Locate the line that contains "If you could place a marker on the sliced". Print it and every subsequent line through the final line of the records, exactly and only those.

+ + +

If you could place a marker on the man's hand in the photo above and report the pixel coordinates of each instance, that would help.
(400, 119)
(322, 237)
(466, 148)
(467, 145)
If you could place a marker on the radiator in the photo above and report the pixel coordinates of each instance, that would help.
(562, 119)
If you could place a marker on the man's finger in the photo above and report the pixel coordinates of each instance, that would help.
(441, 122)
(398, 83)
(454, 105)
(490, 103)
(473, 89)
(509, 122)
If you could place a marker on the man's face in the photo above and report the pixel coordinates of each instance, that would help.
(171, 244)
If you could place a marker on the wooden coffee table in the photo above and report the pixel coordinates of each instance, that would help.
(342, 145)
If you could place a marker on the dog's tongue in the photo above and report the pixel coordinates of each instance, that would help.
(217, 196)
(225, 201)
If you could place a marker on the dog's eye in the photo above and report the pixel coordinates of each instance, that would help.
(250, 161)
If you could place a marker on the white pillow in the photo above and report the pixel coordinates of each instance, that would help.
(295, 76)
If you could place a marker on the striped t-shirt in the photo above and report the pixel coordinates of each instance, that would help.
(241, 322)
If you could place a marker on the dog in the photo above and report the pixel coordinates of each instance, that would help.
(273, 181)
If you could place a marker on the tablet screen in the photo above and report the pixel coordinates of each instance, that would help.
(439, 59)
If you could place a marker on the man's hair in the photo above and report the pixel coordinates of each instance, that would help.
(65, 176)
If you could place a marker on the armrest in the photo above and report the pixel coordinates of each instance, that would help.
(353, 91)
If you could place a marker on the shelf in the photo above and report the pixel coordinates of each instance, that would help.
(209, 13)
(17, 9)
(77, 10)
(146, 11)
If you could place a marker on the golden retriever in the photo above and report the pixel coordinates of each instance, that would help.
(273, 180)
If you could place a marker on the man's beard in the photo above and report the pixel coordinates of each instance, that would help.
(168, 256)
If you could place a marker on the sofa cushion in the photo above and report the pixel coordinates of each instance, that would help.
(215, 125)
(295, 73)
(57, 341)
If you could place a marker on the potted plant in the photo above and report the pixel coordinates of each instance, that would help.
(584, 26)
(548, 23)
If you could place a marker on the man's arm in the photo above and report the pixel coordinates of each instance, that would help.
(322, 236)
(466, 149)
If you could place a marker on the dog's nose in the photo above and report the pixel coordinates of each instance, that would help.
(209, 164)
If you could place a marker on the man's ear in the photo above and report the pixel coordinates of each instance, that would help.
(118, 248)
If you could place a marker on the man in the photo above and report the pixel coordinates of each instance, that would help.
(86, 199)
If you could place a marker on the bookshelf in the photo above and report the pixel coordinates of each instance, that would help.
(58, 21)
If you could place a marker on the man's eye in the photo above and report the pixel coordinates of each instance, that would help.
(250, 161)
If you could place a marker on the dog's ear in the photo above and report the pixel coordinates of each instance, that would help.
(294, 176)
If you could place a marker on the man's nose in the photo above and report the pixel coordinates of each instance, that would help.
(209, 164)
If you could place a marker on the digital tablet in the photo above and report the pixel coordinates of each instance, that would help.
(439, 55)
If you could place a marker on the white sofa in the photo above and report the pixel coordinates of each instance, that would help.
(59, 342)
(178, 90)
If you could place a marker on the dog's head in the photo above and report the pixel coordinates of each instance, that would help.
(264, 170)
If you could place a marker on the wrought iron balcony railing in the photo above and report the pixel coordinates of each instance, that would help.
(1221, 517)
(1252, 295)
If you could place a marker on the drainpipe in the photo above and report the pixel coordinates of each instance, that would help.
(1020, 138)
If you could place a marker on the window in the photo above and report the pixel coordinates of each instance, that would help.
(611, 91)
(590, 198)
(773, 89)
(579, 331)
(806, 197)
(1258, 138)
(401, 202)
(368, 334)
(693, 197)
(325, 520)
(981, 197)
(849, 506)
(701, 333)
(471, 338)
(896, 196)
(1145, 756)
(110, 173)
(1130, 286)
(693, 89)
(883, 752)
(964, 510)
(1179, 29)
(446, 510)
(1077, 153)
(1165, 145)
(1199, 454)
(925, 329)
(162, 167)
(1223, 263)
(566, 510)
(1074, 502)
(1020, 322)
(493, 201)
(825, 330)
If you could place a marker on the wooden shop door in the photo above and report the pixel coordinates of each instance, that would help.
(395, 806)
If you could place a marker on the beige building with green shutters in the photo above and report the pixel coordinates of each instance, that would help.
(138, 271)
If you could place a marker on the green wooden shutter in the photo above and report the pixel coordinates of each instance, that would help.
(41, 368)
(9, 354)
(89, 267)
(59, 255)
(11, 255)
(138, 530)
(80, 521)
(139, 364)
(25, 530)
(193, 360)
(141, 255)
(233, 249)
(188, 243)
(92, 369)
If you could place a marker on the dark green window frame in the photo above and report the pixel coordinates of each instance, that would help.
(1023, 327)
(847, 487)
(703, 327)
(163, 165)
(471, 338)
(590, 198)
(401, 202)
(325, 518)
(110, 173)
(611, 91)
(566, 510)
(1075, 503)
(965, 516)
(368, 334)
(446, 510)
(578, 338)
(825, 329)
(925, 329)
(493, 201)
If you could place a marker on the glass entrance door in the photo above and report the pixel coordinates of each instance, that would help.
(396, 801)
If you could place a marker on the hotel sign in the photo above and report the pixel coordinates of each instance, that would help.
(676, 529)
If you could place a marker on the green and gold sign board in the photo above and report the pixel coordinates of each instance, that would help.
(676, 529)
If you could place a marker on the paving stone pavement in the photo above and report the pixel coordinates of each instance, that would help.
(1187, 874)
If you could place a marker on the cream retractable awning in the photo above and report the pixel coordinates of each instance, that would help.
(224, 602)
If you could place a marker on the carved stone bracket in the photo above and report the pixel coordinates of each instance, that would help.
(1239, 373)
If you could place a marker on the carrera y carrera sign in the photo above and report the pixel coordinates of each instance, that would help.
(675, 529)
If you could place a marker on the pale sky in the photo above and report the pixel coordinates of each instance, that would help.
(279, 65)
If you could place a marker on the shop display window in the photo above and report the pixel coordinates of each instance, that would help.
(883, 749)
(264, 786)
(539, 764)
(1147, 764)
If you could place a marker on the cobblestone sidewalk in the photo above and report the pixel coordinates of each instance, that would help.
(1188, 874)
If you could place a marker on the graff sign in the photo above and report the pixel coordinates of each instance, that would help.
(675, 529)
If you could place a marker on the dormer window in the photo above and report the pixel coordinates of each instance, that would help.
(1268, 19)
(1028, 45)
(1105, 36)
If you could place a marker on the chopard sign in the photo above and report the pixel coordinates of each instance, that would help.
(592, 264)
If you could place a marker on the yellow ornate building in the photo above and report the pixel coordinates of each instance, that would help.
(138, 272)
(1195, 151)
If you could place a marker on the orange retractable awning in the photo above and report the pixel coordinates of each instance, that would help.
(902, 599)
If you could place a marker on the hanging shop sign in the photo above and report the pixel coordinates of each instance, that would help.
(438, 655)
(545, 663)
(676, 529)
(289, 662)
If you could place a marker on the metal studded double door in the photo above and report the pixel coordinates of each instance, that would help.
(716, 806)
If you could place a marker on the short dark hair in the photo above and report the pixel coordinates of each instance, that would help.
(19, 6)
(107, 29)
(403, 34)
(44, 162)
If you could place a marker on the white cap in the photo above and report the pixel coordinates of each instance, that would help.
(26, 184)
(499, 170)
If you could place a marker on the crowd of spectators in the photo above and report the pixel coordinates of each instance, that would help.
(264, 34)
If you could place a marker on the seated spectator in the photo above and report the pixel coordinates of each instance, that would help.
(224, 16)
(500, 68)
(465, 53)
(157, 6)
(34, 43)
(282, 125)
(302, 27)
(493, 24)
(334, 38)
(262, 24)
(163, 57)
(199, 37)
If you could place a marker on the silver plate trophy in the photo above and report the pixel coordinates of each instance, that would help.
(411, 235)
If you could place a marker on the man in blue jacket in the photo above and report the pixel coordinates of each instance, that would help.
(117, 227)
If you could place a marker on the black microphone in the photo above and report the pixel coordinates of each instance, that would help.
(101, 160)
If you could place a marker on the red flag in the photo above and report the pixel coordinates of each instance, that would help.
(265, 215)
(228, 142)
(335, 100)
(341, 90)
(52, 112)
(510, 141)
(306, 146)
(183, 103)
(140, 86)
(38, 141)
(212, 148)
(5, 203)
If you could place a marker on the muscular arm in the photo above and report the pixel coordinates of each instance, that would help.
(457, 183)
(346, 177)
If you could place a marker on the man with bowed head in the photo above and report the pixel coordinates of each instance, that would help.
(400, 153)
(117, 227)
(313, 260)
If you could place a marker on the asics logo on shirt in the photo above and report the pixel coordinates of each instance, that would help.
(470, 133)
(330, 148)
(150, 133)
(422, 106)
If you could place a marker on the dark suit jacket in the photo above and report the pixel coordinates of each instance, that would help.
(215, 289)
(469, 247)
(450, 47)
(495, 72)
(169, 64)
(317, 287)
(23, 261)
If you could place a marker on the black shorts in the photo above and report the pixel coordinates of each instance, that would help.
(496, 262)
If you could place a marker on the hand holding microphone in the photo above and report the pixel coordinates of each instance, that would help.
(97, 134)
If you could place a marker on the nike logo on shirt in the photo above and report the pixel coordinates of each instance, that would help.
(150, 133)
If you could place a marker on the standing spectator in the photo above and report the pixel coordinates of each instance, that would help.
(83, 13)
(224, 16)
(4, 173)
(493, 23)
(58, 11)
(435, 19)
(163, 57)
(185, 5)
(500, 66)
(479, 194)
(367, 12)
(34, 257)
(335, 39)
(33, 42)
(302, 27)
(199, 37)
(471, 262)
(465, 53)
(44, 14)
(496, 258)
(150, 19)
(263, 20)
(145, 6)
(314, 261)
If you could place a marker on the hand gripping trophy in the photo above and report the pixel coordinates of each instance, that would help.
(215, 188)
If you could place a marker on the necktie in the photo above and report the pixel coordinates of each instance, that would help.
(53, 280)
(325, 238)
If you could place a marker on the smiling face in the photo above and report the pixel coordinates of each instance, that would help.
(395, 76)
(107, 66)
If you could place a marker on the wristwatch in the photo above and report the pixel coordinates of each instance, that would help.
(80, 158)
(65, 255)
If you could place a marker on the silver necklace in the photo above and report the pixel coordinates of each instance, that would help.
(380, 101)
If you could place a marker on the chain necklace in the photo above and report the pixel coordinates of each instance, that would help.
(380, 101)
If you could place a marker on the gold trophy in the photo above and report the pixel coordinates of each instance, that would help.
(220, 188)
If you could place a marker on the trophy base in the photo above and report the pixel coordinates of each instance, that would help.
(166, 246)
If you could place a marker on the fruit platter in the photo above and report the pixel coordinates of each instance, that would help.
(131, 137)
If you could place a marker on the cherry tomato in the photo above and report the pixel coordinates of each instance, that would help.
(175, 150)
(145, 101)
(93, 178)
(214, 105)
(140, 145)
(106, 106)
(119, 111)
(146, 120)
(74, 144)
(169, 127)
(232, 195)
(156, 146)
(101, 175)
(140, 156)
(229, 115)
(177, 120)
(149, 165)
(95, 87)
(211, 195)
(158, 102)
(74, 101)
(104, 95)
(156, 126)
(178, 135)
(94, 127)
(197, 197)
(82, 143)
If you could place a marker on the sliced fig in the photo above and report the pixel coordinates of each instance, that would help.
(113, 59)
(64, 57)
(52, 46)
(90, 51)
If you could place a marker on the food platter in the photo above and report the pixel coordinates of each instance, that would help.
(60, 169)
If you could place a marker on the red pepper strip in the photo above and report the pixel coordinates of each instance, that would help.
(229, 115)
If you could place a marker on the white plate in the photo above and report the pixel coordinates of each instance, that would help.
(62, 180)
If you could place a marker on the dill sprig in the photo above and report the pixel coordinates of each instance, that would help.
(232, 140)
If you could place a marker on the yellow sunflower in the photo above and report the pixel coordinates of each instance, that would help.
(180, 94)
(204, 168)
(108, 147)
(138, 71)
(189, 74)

+ + +

**ANSWER FOR THE TASK:**
If you could place a marker on the sliced fig in the photo above and report the pixel coordinates of each instance, that would help.
(113, 59)
(64, 57)
(52, 46)
(90, 51)
If you could place a marker on the food platter in the photo above and report the pixel coordinates of each instance, that would help.
(60, 169)
If you could place a marker on the red pepper strip in the photo above and report the pixel coordinates of each instance, that would help.
(229, 115)
If you could place a marker on the white plate in the photo above and report the pixel coordinates of each instance, that would help.
(62, 180)
If you could place a marker on the dill sprig in the photo above and report the pixel coordinates of each instance, that would help.
(232, 140)
If you could place a marker on the yellow sunflower in the photo above and report the pixel coordinates of each instance, that would help.
(180, 94)
(204, 168)
(108, 147)
(138, 71)
(189, 74)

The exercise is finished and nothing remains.